For May 2022, Fellowship RCO would like to recognize

Enrique Martinez

Hello, my name is Enrique and I am an addict.
 
I grew up in Reno, Nevada. My family life consisted of living with my grandparents, mom and little sister. I would visit with my father on the weekends. Looking back I believe that I was born with the disease of addiction. It’s like I lived a double life as a kid with the thoughts and feelings I had. 

My first escape was food and over the counter sleeping pills. I remember eating to escape and wanting to sleep all the time so I wouldn’t have to be awake and deal with my feelings. Later on in high school I went from thinking weed was for losers to trying it once to having a pipe and a bag with me at all times. Graduating high school and wanting to escape the small town and learn what it meant to live as a gay man; I decided to move to Florida and enroll in school to become a dental assistant. This would be my pattern for the next few years. Enrolling in school and moving to a new city to escape the disaster I had created with my addiction.

I always ended up back in Reno on my mom’s couch. I didn’t understand why my life was so unmanageable, and it never crossed my mind that it was the drugs. I would tell myself and others that it was this break up or this job or my family. I was always the victim.
 
When I was around 26 years old, I started to land in jail with more serious charges. I remember being sentenced to rehab from jail. I was happy because I thought people like me didn’t get to go to rehab, I also thought that everything would be fixed, and I could leave this all behind me. I used the week after completing rehab. Though being introduced to the rooms of AA I had no idea that it would be the only solution for me. So the madness continued for a few more years. On my last run that lasted a year and a half I became the addict I always thought I was better than, I became “that guy”. It was the worst year of my life but I’m truly grateful for it because it produced the bottom I desperately need to hit.
◆ ◆ ◆ ◆ ◆
INSTRUCTIONS TO FOLLOW:
Continue the recovery story about Enrique Martinez, starting right after its last sentence. You won't need the data here.
◆ ◆ ◆ ◆ ◆
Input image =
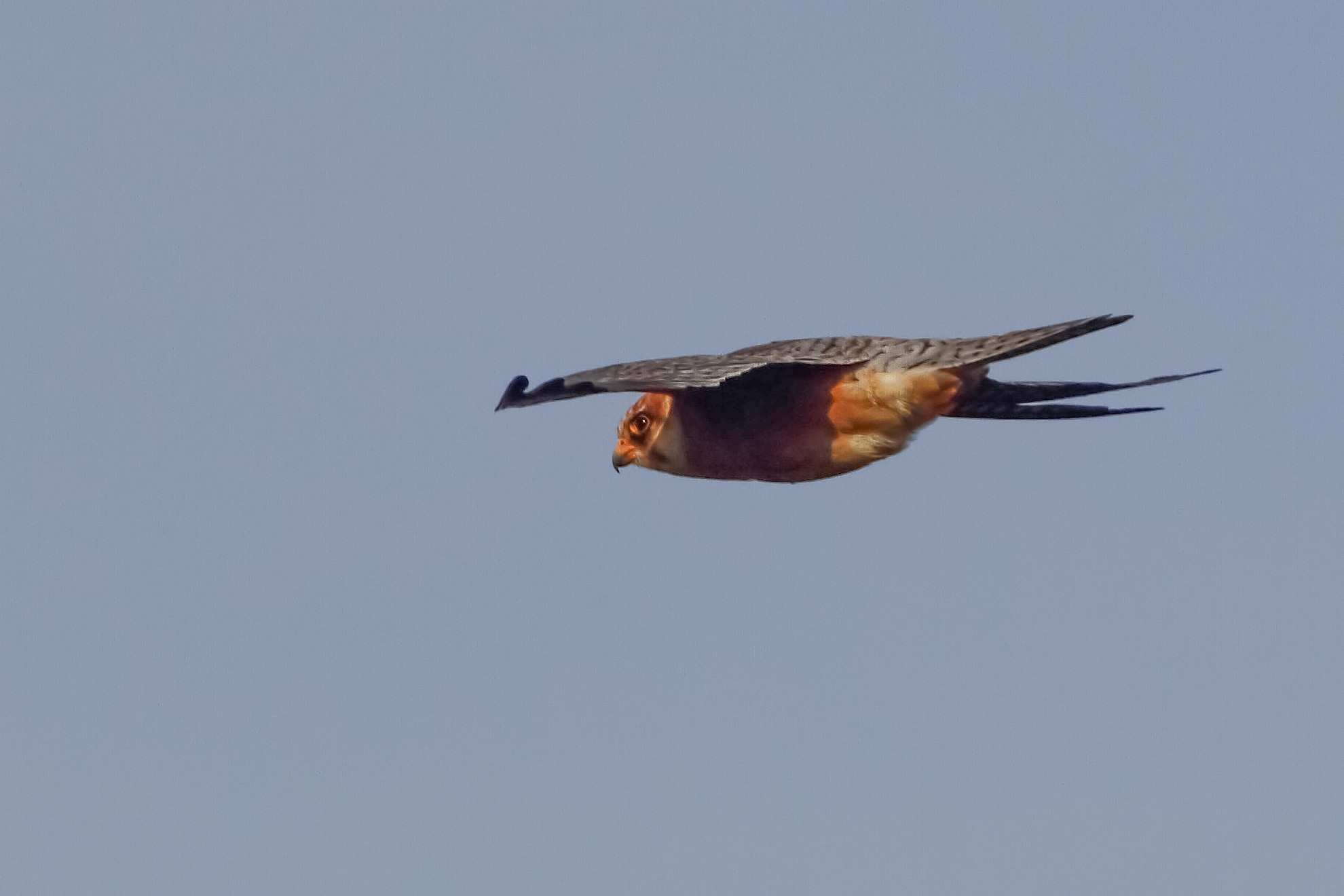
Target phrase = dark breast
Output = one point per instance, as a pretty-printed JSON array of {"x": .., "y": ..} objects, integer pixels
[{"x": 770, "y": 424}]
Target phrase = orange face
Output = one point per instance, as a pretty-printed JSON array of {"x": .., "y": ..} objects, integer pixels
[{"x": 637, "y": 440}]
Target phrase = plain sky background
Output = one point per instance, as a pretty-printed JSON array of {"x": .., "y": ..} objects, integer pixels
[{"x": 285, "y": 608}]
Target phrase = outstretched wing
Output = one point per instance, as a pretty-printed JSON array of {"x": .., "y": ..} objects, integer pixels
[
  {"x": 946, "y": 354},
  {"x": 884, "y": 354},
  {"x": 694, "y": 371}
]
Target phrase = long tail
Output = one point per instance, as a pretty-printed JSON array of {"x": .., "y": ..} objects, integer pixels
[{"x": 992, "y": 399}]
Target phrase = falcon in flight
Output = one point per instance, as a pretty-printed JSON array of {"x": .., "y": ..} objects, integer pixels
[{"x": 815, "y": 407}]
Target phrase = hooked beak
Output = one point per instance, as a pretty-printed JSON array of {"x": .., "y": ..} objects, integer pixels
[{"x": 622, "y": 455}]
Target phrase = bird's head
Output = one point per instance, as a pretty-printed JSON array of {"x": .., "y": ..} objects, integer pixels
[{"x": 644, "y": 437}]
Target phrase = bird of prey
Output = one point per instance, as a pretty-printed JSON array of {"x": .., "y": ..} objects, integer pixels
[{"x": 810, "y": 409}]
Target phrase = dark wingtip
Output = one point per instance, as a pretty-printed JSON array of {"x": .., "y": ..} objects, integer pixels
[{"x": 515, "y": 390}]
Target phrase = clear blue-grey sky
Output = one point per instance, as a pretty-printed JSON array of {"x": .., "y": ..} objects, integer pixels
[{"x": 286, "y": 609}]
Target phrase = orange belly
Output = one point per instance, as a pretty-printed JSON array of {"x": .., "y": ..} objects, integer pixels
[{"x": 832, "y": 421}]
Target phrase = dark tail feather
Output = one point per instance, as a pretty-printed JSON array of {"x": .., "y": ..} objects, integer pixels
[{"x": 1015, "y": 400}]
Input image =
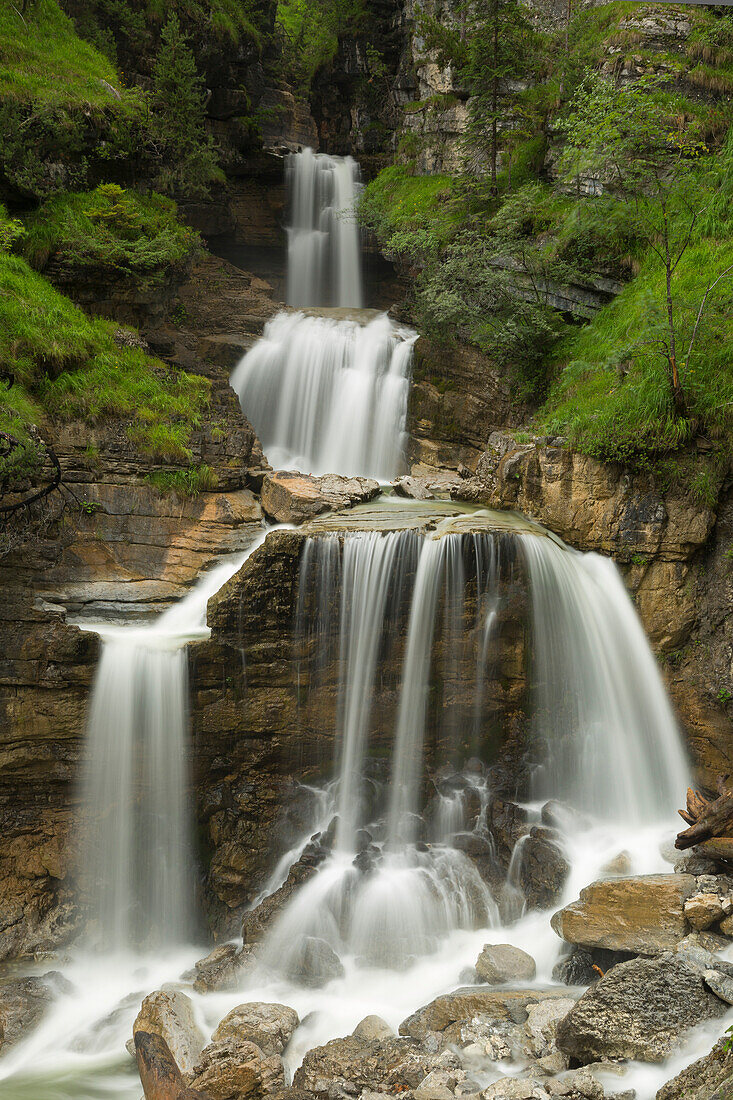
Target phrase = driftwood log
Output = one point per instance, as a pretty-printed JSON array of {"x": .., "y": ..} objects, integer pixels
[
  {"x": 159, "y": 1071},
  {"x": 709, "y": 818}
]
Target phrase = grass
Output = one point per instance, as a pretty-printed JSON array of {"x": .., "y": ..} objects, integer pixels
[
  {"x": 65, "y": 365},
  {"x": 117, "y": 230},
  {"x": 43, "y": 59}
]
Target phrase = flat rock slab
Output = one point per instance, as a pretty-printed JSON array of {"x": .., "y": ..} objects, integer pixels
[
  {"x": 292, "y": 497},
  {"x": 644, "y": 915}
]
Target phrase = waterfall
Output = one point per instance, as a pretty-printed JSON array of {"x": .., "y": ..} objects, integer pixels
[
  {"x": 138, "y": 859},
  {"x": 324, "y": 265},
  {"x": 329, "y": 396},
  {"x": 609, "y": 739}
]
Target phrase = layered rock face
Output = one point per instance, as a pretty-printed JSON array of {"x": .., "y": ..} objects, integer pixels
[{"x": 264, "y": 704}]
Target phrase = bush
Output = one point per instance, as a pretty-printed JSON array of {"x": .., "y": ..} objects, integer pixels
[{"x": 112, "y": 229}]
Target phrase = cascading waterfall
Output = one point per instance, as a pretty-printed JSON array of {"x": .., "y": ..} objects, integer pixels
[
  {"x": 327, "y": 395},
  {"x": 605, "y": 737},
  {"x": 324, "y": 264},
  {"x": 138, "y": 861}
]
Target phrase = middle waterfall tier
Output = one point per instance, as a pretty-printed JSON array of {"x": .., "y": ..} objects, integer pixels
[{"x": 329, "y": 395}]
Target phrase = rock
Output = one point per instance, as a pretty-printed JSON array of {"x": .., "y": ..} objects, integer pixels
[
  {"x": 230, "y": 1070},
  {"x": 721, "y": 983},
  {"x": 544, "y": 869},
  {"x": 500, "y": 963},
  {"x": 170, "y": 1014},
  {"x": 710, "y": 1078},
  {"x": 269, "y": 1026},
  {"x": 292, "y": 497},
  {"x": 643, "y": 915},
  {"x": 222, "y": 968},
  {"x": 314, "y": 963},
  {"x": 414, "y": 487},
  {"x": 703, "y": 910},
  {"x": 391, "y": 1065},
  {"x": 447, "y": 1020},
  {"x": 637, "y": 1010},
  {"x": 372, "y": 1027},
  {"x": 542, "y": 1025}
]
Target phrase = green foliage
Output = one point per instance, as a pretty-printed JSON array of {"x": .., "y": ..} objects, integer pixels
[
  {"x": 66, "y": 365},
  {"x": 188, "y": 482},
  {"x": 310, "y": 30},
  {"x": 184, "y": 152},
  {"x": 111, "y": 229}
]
◆ ◆ ◆ ◆ ◆
FINAL ANSWER:
My clean date is 2/10/2018 and coming into recovery this time has been such a beautiful journey. I came in with the willingness to do anything and everything suggested to me for my recovery. I thought all I wanted was to stop using, but I got so much more.

I have been able to make amends with my family and have a better relationship with them than before,

I have a God of my understanding that keeps me clean and has changed me from the inside out,

and I have friends that love me for me; who want nothing in return. 

At a year clean I was given the opportunity to come work for Fellowship RCO, and it awoke something inside of me that has changed the course of my life. I strive to help other men seeking recovery, purpose, and a passion for life just I have. I found a job that I am passionate about and believe in because I remember what it was like before I found recovery, and I am a living example to others that a life worth living is possible. I get to show up to my life and I am grateful for all that I have experienced, the good and the bad. 

I came in with warrants and a prison sentence over my head, and at two years clean I was given time served for all of it.  
 
Not only have I found a place I can call home over the past three and a half years, but I also enrolled in Barber School, and recently graduated! It feels good to be a man of integrity today, and a person who can follow through on the goals I set out for myself. I have found hobbies that I enjoy, I can be the best dog-parent to my dog Simba, and take care of my own emotional, physical, and spiritual needs as a result of recovery and trusting God. I stay involved and not just through my work. I proudly participate in social events, sponsor others, provide outreach to those who need a helping hand, and I recover out loud so that any new comer can see that it works.

A few months ago we lost my grandpa and while it was terribly sad, I got to show up and be there with my family. I didn’t have anything to offer before, but now I have coping skills, spirituality, love and support.

I am truly blessed for this program and I love the life that I live now.